Given exercise:
Reproduce the listing below word for word, without the pictures.

··· Records to use

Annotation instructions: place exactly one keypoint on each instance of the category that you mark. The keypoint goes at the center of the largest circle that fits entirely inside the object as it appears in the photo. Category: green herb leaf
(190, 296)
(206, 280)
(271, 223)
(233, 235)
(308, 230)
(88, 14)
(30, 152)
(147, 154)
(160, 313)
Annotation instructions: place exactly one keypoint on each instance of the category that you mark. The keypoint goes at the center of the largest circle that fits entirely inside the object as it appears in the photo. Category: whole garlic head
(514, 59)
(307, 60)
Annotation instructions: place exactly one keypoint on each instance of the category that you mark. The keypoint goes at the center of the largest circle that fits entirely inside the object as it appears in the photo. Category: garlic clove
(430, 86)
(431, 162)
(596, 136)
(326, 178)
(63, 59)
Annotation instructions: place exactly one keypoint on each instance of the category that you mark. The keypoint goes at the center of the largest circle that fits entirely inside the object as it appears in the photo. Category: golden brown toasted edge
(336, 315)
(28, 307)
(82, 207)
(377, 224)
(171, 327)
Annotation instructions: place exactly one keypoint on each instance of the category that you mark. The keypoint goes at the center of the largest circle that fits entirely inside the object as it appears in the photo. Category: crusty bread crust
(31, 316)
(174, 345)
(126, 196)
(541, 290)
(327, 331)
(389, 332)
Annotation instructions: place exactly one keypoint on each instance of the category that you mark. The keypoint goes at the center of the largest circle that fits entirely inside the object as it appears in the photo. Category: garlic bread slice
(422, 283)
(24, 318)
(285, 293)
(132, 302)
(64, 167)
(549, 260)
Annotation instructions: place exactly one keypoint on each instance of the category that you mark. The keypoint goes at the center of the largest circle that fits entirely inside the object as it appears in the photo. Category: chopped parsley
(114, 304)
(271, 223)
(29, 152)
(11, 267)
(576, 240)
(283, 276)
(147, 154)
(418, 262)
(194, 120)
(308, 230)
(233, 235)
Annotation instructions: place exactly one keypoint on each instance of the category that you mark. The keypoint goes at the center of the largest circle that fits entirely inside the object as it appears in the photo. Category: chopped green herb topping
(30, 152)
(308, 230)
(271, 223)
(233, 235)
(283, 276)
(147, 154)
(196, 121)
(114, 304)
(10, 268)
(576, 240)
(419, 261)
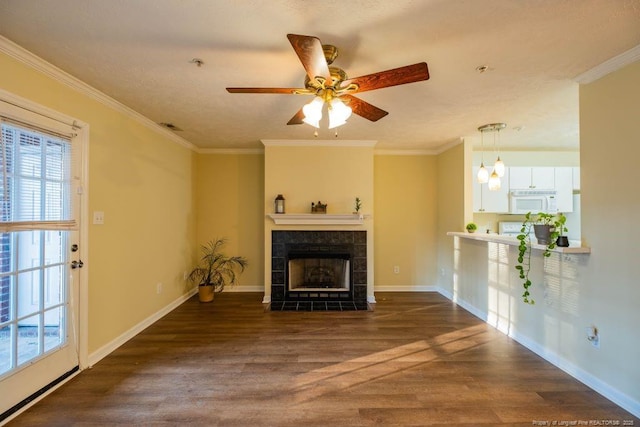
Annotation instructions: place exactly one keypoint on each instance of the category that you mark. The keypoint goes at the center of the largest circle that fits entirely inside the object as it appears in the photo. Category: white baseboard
(103, 351)
(576, 372)
(405, 289)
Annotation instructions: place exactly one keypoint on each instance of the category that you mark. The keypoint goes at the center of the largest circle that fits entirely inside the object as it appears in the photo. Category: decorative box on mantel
(318, 219)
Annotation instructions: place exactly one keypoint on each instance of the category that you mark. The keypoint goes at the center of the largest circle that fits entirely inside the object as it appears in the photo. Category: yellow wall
(609, 153)
(405, 218)
(143, 182)
(229, 203)
(452, 197)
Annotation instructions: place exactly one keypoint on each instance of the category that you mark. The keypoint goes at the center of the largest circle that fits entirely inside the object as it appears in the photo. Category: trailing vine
(557, 224)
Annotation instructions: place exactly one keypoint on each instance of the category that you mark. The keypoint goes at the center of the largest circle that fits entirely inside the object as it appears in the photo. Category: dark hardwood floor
(416, 360)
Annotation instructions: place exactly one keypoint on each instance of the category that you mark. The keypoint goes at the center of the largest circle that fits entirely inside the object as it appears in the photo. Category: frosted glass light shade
(338, 113)
(483, 174)
(313, 112)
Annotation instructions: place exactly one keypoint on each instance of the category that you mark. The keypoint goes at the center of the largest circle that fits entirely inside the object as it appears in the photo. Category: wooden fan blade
(363, 108)
(297, 119)
(394, 77)
(309, 50)
(284, 90)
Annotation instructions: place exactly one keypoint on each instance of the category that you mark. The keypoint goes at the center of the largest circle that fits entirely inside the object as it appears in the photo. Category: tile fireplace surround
(285, 242)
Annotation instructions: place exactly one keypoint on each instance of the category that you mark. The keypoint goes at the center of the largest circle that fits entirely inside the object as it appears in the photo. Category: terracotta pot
(206, 293)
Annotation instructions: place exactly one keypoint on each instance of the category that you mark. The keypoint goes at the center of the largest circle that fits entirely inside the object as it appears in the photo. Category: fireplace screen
(326, 274)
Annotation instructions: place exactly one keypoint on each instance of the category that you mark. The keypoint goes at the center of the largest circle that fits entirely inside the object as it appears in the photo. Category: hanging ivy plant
(557, 228)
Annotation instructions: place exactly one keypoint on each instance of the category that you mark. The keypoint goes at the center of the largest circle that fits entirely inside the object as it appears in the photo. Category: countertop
(574, 247)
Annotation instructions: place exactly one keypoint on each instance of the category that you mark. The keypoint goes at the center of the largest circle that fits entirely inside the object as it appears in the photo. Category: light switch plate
(98, 217)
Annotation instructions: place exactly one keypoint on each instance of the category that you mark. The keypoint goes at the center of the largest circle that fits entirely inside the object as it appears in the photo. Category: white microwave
(534, 201)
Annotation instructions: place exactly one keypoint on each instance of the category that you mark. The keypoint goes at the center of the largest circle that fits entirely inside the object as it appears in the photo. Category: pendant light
(498, 168)
(483, 173)
(499, 164)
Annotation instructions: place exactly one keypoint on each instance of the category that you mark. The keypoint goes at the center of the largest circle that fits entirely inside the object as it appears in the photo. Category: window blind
(36, 178)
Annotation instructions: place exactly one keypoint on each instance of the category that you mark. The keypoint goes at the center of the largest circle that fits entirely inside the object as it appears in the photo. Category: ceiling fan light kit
(331, 85)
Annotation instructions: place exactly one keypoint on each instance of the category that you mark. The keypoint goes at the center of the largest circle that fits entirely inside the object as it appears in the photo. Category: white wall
(574, 292)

······

Exercise answer:
Annotation instructions: place exactly one keypoint on each instance of the category that you mark. The keypoint goes at the center of the largest circle that fits entirely inside the object as it appears in the photo. Category: green herb leaf
(190, 296)
(206, 280)
(271, 223)
(233, 235)
(308, 230)
(88, 14)
(30, 152)
(147, 154)
(160, 313)
Annotation instructions: place exactly one keypoint on each instance of the category that you mark. The keypoint goes at the center of the largest circle that fits entirely inside the object as it appears in the photo. Category: whole garlic head
(514, 59)
(307, 60)
Annotation instructions: place exactly one keypoint on each instance of the category that you mark. The keypoint goes at the center of the largest circle that fits entirely inside the object as it appears in the photo. Category: garlic clove
(430, 86)
(431, 162)
(596, 136)
(326, 178)
(63, 59)
Annotation instructions: place exactly one keypoint on each instance of the category that you mark. The keypoint goes at the center of the largest circle that fits entirely inside the object as it appears in the photo. Category: golden brown toasted edge
(336, 315)
(28, 307)
(82, 207)
(377, 224)
(171, 327)
Annotation instructions: place exactly one keypoint on each instance of the category that you mark. The keypoint goes at the center of the largest circle that fits entirely inside the object as it appears in the photo. Category: crusty bread crust
(31, 316)
(174, 345)
(126, 196)
(541, 290)
(327, 331)
(389, 332)
Annotation instructions: place exactly one keypoint on each instance of the category that you mark. The keypoint goes at the center of the largest circle that fits entirely inside the object as it appears in the photo. Category: garlic bread slice
(422, 283)
(24, 318)
(285, 293)
(132, 302)
(64, 167)
(549, 260)
Annotation instructions: place exactly one keypoint on each instance of the category that you mark. The keypoint goes at the center of the largest circle that fits entirely inside the object as it appears in the photo. Category: chopped parsley
(114, 304)
(271, 223)
(29, 152)
(11, 267)
(576, 240)
(283, 276)
(147, 154)
(418, 262)
(194, 120)
(308, 230)
(233, 235)
Annotation instructions: place exactly one keypoint on each instance of the category that you mark. The keypoint goes at the center of the largest circle that fits entirely inside the object as it appears in the photo. Category: chopped green herb topping
(30, 152)
(308, 230)
(271, 223)
(233, 235)
(283, 276)
(147, 154)
(196, 121)
(114, 304)
(10, 268)
(576, 240)
(419, 261)
Annotation instructions: place exactly one keypoint on each instance of the category that you mark. The keypoint goes at the center of the largest circle that fits entirely inside the object as it appears in the photo. Category: white baseboard
(103, 351)
(576, 372)
(405, 289)
Annotation instructions: place exactly one keypoint on each instance of the category that you mark. The keypoint goes at the center of the largest circle that fits entirely inside the object as it appears in the photo. Category: decorative box on mantel
(318, 219)
Annotation instructions: place exactly one keypoint on each instance of the category that you mark. The keypoint goes at the center of the largest circle that fits entirely inside the object as it appears in the photo. Category: yellow wall
(609, 153)
(405, 218)
(143, 182)
(229, 203)
(452, 197)
Annotation instructions: place exactly one keypoint on each instance of the category that you mark. The keypoint goes at the center of the largest circle that fits entirely inside the object as it appears in the photo. Category: trailing vine
(557, 224)
Annotation instructions: place exactly one keypoint on each instance of the category that you mark. The keypoint goes at the center of the largest circle that fits entirely inside the object as it appears in the photo. Category: dark hardwood floor
(416, 360)
Annotation instructions: place exactly one keypoint on each instance of the category that you mark. The keypoint goes at the center of the largest circle that fits entirely inside the object as it appears in the photo. Category: frosted glass light shade
(338, 113)
(483, 174)
(313, 112)
Annotation instructions: place exactly one keypoint on each instance of the category that you mark. The keypoint goes at the center of the largest circle that fits entirely inside the object as it appears in the photo. Category: wooden fan blade
(363, 108)
(297, 119)
(394, 77)
(309, 50)
(284, 90)
Annotation instructions: place exactly one keypoint on each instance of the category that you mark. The keypoint goes at the center of the largest circle that fits entirely inside the object as it appears in the photo. Category: tile fireplace surround
(285, 242)
Annotation instructions: place exactly one keypoint on each instance of the category that you mark. The keypoint goes at the center of the largest circle that fits entirely inside the object as it appears in the photo. Category: terracotta pot
(206, 293)
Annotation instructions: place exactly one keypoint on each instance of the category that you mark. The keypoint goes at the center of the largest circle that fits entirely inside the object as it appears in the photo. Category: fireplace screen
(326, 274)
Annotation instructions: place exactly one keypoint on each instance of the category that you mark. The keypoint goes at the center of the largest circle that fits entirely inside the object as it appears in the photo. Category: hanging ivy plant
(557, 228)
Annotation instructions: place exactly one keypoint on each instance of the category that you mark. The keypoint goes at the center of the largest circle that fits entirely inside the object as it appears in the photo. Category: countertop
(574, 247)
Annotation instructions: place exactly one keypoint on each instance of the category that you mark. The keypoint goes at the center of the largest circle that fits entirely inside the object as it appears in the photo. Category: light switch plate
(98, 217)
Annotation instructions: place exactly one keypoint on each instance of the category that you mark. The keypoint goes at the center of the largest circle that fits entirely inside the object as it appears in the photo. Category: white microwave
(534, 201)
Annotation instructions: place exactly one keypoint on each instance of the category that you mark. The keypoint goes at the center of the largest circle that fits entirely inside the object as it appears in the photo. Category: pendant light
(498, 168)
(483, 173)
(499, 164)
Annotation instructions: place exactly one keypoint on each instance of the category that you mark. The keypoint goes at the center of the largest circle that fits entirely inside the object as it appears in the photo. Category: window blind
(36, 178)
Annotation instructions: place exactly one keypoint on each instance of the category that you mark. The keypoint goes at the center of the largest circle that fits entirely inside the object as it appears in the photo. Category: ceiling fan light kit
(331, 85)
Annotation instructions: place exactly one keypoint on each instance of the category that you mark. The keypoint goes at the center of the largest circle that fits entirely inside the object as it appears in the photo. Category: white wall
(574, 292)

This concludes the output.